### DATA FOR PROCESSING ###
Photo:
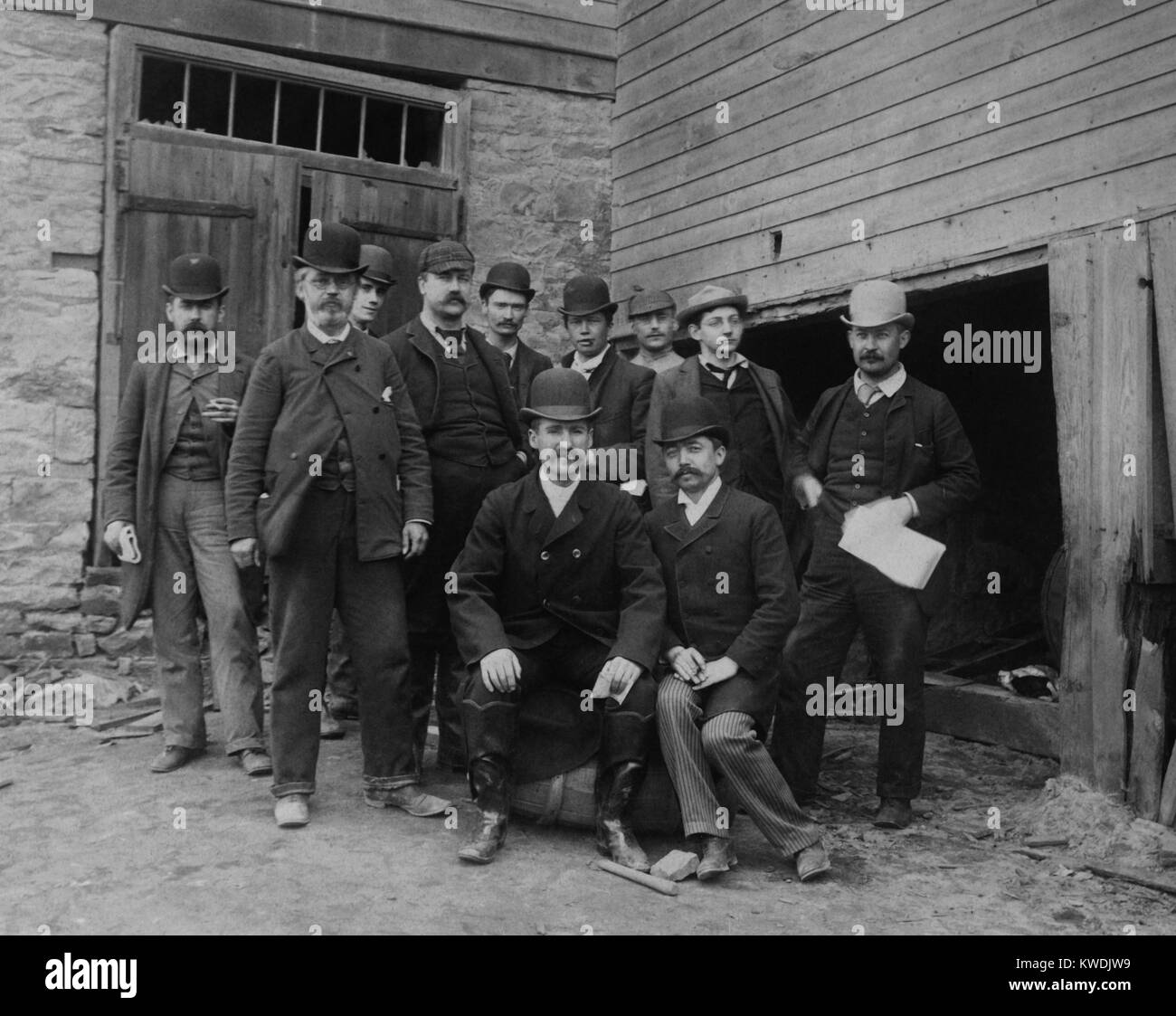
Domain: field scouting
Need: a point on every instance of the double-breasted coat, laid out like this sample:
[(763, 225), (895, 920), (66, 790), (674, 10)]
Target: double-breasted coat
[(300, 395), (136, 462)]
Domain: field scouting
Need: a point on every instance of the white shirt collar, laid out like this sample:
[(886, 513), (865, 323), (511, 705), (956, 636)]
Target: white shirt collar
[(697, 509), (888, 387), (322, 337)]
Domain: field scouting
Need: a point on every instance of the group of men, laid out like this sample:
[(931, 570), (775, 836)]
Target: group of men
[(422, 506)]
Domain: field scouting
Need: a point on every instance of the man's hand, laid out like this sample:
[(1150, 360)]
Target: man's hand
[(621, 674), (716, 671), (245, 552), (222, 411), (414, 538), (807, 489), (687, 662), (500, 670)]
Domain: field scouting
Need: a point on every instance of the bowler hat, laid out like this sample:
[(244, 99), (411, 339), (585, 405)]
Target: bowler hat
[(507, 275), (690, 416), (877, 302), (646, 302), (379, 265), (194, 277), (336, 251), (707, 298), (587, 294), (559, 393), (443, 256)]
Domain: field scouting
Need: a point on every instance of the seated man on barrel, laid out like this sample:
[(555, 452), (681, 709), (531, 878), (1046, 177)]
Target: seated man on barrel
[(557, 585)]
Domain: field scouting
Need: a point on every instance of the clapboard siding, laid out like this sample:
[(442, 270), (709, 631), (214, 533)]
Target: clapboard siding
[(894, 134)]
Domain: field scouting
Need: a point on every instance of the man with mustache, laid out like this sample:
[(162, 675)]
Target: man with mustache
[(749, 400), (732, 601), (506, 295), (887, 440), (165, 486), (461, 392), (329, 478), (651, 315)]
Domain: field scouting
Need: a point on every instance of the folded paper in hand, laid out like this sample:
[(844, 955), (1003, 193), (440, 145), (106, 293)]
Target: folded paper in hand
[(901, 554)]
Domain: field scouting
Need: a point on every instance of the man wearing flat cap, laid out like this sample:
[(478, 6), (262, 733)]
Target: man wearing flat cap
[(749, 400), (165, 491), (885, 443), (506, 295), (732, 601), (559, 591), (329, 478), (461, 391), (651, 315), (620, 389)]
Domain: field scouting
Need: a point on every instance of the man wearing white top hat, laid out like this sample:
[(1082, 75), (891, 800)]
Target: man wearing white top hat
[(886, 440)]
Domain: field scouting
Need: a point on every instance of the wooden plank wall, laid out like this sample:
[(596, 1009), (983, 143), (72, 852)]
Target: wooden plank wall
[(846, 116)]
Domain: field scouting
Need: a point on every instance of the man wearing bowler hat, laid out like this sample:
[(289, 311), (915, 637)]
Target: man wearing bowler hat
[(461, 392), (329, 475), (749, 400), (619, 388), (557, 588), (732, 603), (165, 487), (885, 440), (651, 315), (506, 295)]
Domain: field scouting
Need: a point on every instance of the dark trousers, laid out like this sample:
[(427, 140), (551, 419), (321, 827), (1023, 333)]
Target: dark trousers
[(320, 573), (573, 660), (839, 594), (458, 493)]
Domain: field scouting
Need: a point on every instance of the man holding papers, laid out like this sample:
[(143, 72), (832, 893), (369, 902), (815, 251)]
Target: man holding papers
[(880, 451)]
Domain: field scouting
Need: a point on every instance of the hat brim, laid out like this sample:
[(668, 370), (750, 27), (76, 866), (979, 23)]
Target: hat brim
[(564, 414), (194, 297), (688, 314), (687, 432), (906, 320)]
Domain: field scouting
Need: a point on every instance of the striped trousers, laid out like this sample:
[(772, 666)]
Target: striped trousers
[(728, 744)]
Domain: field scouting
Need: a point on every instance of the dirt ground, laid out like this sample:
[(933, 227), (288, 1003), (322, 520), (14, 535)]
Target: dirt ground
[(90, 843)]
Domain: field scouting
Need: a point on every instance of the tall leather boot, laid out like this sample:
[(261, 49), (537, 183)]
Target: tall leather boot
[(615, 789), (488, 780)]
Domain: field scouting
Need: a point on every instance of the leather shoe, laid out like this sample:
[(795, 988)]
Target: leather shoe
[(172, 757), (255, 762), (293, 811), (717, 856), (329, 728), (894, 812), (811, 861), (411, 799)]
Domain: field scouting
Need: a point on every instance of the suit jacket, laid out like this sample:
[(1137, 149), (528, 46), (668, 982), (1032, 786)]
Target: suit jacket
[(136, 462), (298, 399), (925, 453), (418, 353), (729, 593), (621, 391), (594, 571)]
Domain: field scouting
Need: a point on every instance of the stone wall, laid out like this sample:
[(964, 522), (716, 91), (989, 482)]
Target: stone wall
[(537, 166), (52, 120)]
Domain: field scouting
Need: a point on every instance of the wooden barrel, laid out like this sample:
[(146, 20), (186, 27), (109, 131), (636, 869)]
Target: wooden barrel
[(571, 800)]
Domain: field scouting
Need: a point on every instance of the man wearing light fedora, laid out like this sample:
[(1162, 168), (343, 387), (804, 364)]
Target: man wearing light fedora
[(732, 601), (165, 486), (651, 315), (506, 295), (620, 389), (886, 440), (557, 589), (749, 400), (461, 391), (329, 478)]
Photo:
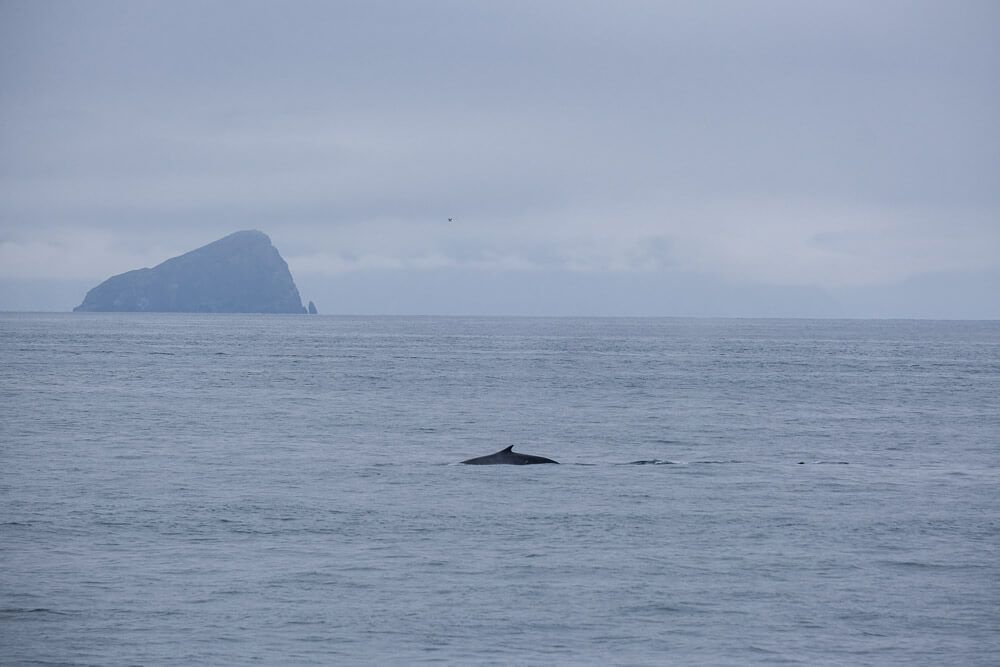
###
#### TASK DETAILS:
Each record should be printed exactly as it appears, leaving the pictures out.

#### RESPONSE TO THIS EXERCISE:
Photo:
Domain: field scouting
Need: a point on every instance of the double-breasted coat, laid out like this sample:
[(763, 225), (895, 920), (66, 790), (674, 10)]
Target: double-breasted coat
[(300, 395), (136, 462)]
Domain: field scouting
Need: a point on every instance of the white shirt collar, laid out like this sample:
[(886, 513), (865, 323), (511, 705), (956, 636)]
Target: white shirt collar
[(697, 509), (888, 387), (322, 337)]
Domain: field scouting
Need: a point on every instance of the group of men, laid out like this sample:
[(931, 570), (775, 836)]
Target: group of men
[(422, 506)]
Domain: field scouting
Need: a point on every instance of the man's hand, laid out like this sample:
[(1150, 360)]
Target: man's hand
[(621, 674), (716, 671), (245, 552), (222, 411), (414, 538), (807, 489), (687, 662), (500, 670)]
Domain: field scouting
Need: a point on every instance of the bowler hat, laid out like this sample:
[(244, 99), (411, 339), (585, 405)]
Target: bowler hat
[(507, 275), (690, 416), (877, 302), (646, 302), (379, 265), (194, 277), (336, 251), (707, 298), (587, 294), (559, 393), (443, 256)]
Domain: field scouting
Need: a point on every instance of the seated man on barrel, laid out like this sample:
[(555, 452), (681, 709), (531, 878), (1046, 177)]
Target: seated man on barrel
[(557, 585)]
Domain: field scouting
Need: a point on every instance of the clapboard siding, laid out like this sample:
[(442, 270), (709, 631), (214, 533)]
Target: clapboard siding
[(894, 134)]
Domain: field scouting
Need: a point on every instance of the man with mustache, laid out like this sample:
[(162, 675)]
Target: man with mustache
[(749, 400), (732, 601), (506, 295), (887, 440), (165, 486), (461, 392), (329, 478), (651, 315)]
Domain: field scouting
Need: a point on every instance of the folded paper in hand, laid out like this sample:
[(844, 955), (1003, 193), (440, 145), (106, 293)]
Target: folded paper in hand
[(901, 554)]
Domain: field scouting
Need: a point on every instance of the man wearing flat cap, laid out like this sample:
[(478, 6), (262, 733)]
Target: man wearing flat cap
[(749, 400), (165, 491), (885, 443), (506, 295), (732, 601), (559, 591), (329, 478), (461, 391), (651, 315), (620, 389)]
Domain: field scouting
Need: a point on every instance of the man wearing white top hat, laid out like this sample:
[(1082, 75), (891, 800)]
Target: man wearing white top hat
[(886, 440)]
Domain: field scouting
Need: a point on every instance of the wooden plank wall, laid out like this sample:
[(596, 1009), (983, 143), (72, 852)]
Target: wooden plank wall
[(846, 116)]
Domain: field scouting
Need: a point on every instance of the man wearing bowler hat, laid out like this sample:
[(289, 311), (915, 637)]
Target: man wearing bowler hat
[(461, 392), (329, 475), (749, 400), (619, 388), (557, 588), (732, 603), (165, 487), (885, 440), (651, 315), (506, 295)]
Domain: field scouting
Need: a point on every instance of the dark trousers, laid out like this sample:
[(427, 140), (551, 419), (321, 827), (1023, 333)]
Target: dark trousers
[(320, 573), (573, 660), (839, 594), (458, 493)]
Domain: field scouting
Need: a point on every instance of the man holding papers, laid out like this sample:
[(143, 72), (832, 893), (369, 902), (815, 251)]
Target: man holding papers
[(880, 451)]
Domain: field scouting
Need: a point on every instance of the hat brim, laid out like this sample:
[(668, 370), (750, 27), (76, 866), (979, 23)]
Target: hat brim
[(564, 414), (194, 297), (688, 314), (687, 432), (906, 320)]
Domain: field scouting
Need: a point on every instance of the striped trousers, laid out like this sample:
[(772, 666)]
Target: striped trousers
[(728, 744)]
Domain: field scouting
Need: a point on every instance of the dirt ground, laid out like this sample:
[(933, 227), (288, 1003), (322, 520), (14, 535)]
Target: dirt ground
[(90, 843)]
Domain: field scouting
Need: a point on every instance of the tall leather boot, laid out like this sample:
[(261, 49), (537, 183)]
Target: tall leather boot
[(615, 789), (488, 780)]
Domain: field scouting
Need: a point on every instance of the leather shoe, laid out like this sample:
[(795, 988)]
Target: leather shoe
[(172, 757), (255, 762), (293, 811), (717, 856), (329, 728), (894, 812), (811, 861), (411, 799)]
Domain: field scouting
Need: a point on every instance of the suit jacket, laid out like this sample:
[(1137, 149), (528, 46), (668, 982), (1032, 786)]
Target: suit jacket
[(136, 462), (298, 399), (925, 453), (418, 353), (729, 593), (621, 391), (594, 571)]
Domain: field scouting
Need: a point on every instance of the stone wall, laid out like this sample:
[(964, 522), (716, 91), (989, 482)]
Target: stone wall
[(537, 166), (52, 120)]
Domain: field scouting
Need: a point on every instance of the wooden barrel, laid out like this sample:
[(146, 20), (186, 27), (109, 131), (636, 869)]
Target: wooden barrel
[(571, 800)]
Domain: field scouting
Need: a point on every instance of the man wearing light fedora, laid out like this sample:
[(1162, 168), (343, 387), (804, 364)]
Target: man wearing light fedora
[(732, 601), (165, 486), (651, 315), (506, 295), (620, 389), (886, 440), (557, 589), (749, 400), (461, 391), (329, 478)]
Photo:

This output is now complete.